** MATERIAL SUPPLIED follows **

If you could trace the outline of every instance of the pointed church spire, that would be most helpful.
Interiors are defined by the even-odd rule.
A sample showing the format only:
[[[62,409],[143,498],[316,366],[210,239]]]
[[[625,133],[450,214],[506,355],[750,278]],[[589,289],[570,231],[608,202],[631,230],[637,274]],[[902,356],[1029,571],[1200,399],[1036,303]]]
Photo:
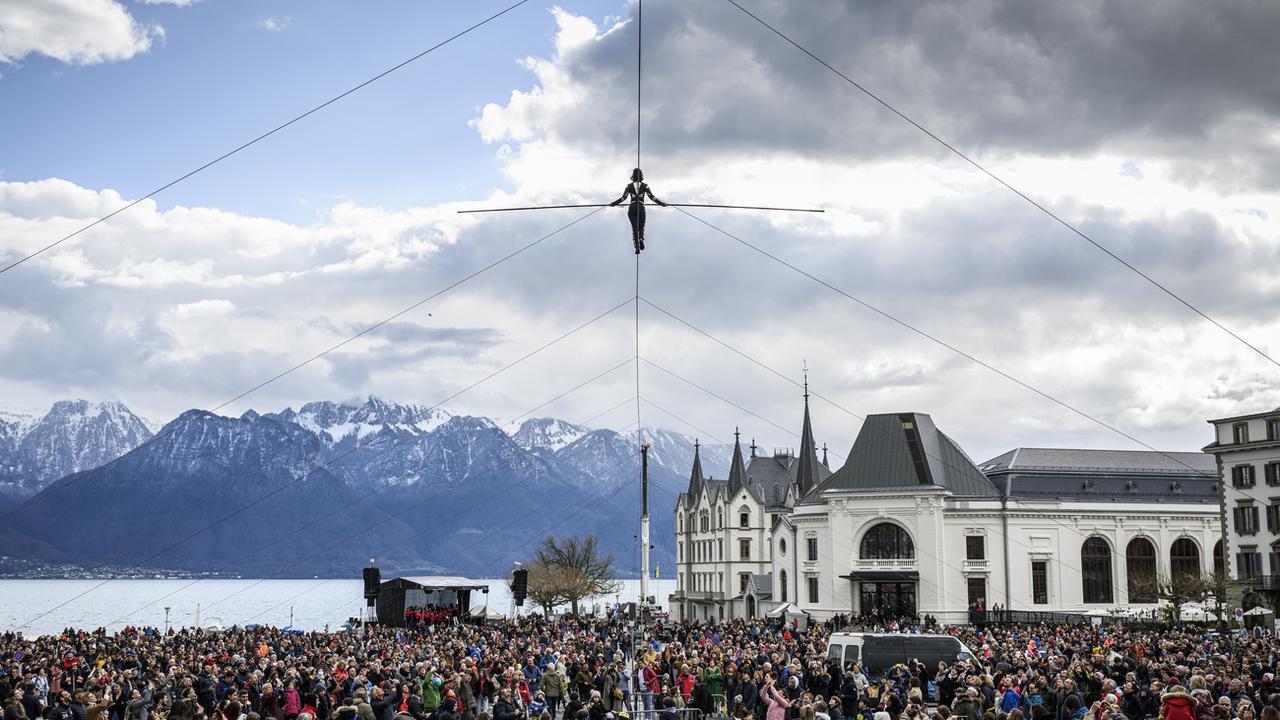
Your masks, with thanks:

** End of MATERIAL SUPPLIED **

## WORK REQUIRED:
Without including a single picture, restate all of the data word for word.

## ANSWER TO THIS TASK:
If you could trace the outline of every instance of the pointed church spire, that would be most helpful.
Interiors are defined by the even-odd rule.
A sample showing the format only:
[[[62,409],[143,498],[316,366],[210,239]]]
[[[625,133],[450,214],[506,355],[750,278]],[[589,289],[570,231],[608,202],[631,230],[637,274]],[[902,356],[1029,571],[1200,399],[1036,303]]]
Photo:
Your masks, with thanks:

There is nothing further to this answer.